▸ **TREŚĆ ZADANIA A**
Czy poniższe stwierdzenia (i), (ii), (iii) zgadzają się z tekstem o skandalach motoryzacyjnych? Przy każdym napisz „tak” lub „nie” i dosłownie przytocz słowa tekstu, które o tym decydują: (i) Szef Mitsubishi przyznał, że działania pracowników były celowe. (ii) Volkswagen ma wypłacić klientom po 10 tysięcy dolarów odszkodowania. (iii) Program odkupu miałby objąć auta z silnikiem benzynowym.

▸ **PODANY TEKST**

╭──

Motoryzacja

Kolejny skandal motoryzacyjny - tym razem zawinił japoński producent

Maciej Sikorski
Kolejny skandal motoryzacyjny - tym razem zawinił japoński producent
Reklama

Znowu głośno o nieprawidłowościach na rynku motoryzacyjnym, tym razem świat patrzy w kierunku Japonii - szef Mitsubishi już przeprosił za działania pracowników i przyznał, że były one celowe. Sprawa dotyczy ponad 600 tysięcy aut i pewnie mocno uderzy po kieszeni znanego producenta. Jednocześnie sporo dzieje się po drugiej stronie Pacyfiku: Volkswagen próbuje się dogadać z Amerykanami w zakresie naprawy szkód spowodowanych przez nadużycia, jakich dopuściła się firma. Korporacja słono za to zapłaci...

Dieselgate powraca. O sprawie bardzo głośno było jesienią ubiegłego roku, okazało się wówczas, że Volkswagen majstrował przy oprogramowaniu i fałszował wyniki w trakcie testów emisji spalin. Sprawa dotyczyła kilkunastu milionów pojazdów, proceder trwał od końca ubiegłej dekady (chociaż teraz pojawiają się informacje, że korzenie oszustwa sięgają głębiej) i w efekcie nad koncernem zawisło widmo miliardowych odszkodowań oraz kar. Teraz temat powraca, ponieważ za Oceanem może dojść do ugody.

Reklama

Trudny kompromis. Trudny dla Niemców

Media donoszą, że Niemcy i Amerykanie są na dobrej drodze do osiągnięcia porozumienia. Dla Volkswagena będzie to jednak kosztowne porozumienie - firma prawdopodobnie zostanie zobowiązana do wypłacenia 5 tysięcy dolarów odszkodowania klientom, którym sprzedano "zmanipulowane" samochody. Jednocześnie producent uruchomi program odkupu tych pojazdów. Klient będzie się mógł zdecydować na usunięcie "usterki" lub sprzedaż samochodu VW. Program miałby objąć około pół miliona aut z dwulitrowym silnikiem diesla.

Pierwsze pytanie brzmi: ilu Amerykanów zdecyduje się skorzystać z oferty i sprzeda pojazd koncernowi, a ilu wybierze naprawę? Drugie pytanie: co koncern zrobi z odkupionymi pojazdami? Przecież może chodzić o kilkaset tysięcy samochodów. Zostaną zniszczone, przerobione i sprzedane czy po prostu sprzedane w krajach, w których będą spełniać wymagania dotyczące emisji spalin? Sprawa istotna, bo m.in. od odpowiedzi na te pytania będzie zależał rozmiar strat, jakie poniesie VW. Na razie jednak takie rozwiązanie nie jest pewne - zobaczymy, jak będzie wyglądało finalne porozumienie.

╰──

▸ **DANE WEJŚCIOWE**
╭──

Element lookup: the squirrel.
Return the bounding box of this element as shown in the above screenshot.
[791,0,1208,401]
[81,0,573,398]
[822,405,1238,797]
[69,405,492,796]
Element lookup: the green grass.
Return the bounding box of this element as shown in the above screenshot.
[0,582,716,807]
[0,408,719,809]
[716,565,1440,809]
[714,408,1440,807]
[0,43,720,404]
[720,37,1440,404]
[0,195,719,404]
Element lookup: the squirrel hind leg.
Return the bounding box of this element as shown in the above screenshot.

╰──
╭──

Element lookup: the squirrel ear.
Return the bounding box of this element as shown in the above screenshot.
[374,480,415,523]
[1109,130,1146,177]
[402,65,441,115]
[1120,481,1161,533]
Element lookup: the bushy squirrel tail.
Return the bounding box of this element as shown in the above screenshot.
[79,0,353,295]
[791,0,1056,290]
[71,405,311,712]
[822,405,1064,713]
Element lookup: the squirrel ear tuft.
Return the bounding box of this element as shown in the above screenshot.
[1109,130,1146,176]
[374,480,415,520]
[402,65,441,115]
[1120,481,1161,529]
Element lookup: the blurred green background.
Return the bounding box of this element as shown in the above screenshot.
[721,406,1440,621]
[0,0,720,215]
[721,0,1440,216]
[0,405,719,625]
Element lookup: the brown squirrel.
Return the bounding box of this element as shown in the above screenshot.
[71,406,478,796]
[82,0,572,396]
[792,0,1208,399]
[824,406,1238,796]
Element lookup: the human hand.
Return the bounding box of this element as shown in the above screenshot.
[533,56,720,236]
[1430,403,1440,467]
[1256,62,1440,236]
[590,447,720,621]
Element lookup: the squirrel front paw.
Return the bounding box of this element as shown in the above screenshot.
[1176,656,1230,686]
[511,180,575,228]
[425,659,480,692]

╰──

▸ **TREŚĆ ZADANIA B**
Przeskaluj część wierszy danych. Zacznij od wiersza z „Element lookup: the squirrel front paw.”, a skończ po wierszu z „[425,659,480,692]”. Przepisz wszystkie te wiersze, każdy bez wyjątku. W każdej ramce w nawiasach kwadratowych pomnóż współrzędne przez 1,35 i zaokrąglij je do liczb całkowitych, połówki w górę.

▸ **POPRAWNA ODPOWIEDŹ A**
(i) Tak: „szef Mitsubishi już przeprosił za działania pracowników i przyznał, że były one celowe”
(ii) Nie: „firma prawdopodobnie zostanie zobowiązana do wypłacenia 5 tysięcy dolarów odszkodowania klientom”
(iii) Nie: „Program miałby objąć około pół miliona aut z dwulitrowym silnikiem diesla.”

▸ **POPRAWNA ODPOWIEDŹ B**
Element lookup: the squirrel front paw.
Return the bounding box of this element as shown in the above screenshot.
[1588,886,1661,926]
[690,243,776,308]
[574,890,648,934]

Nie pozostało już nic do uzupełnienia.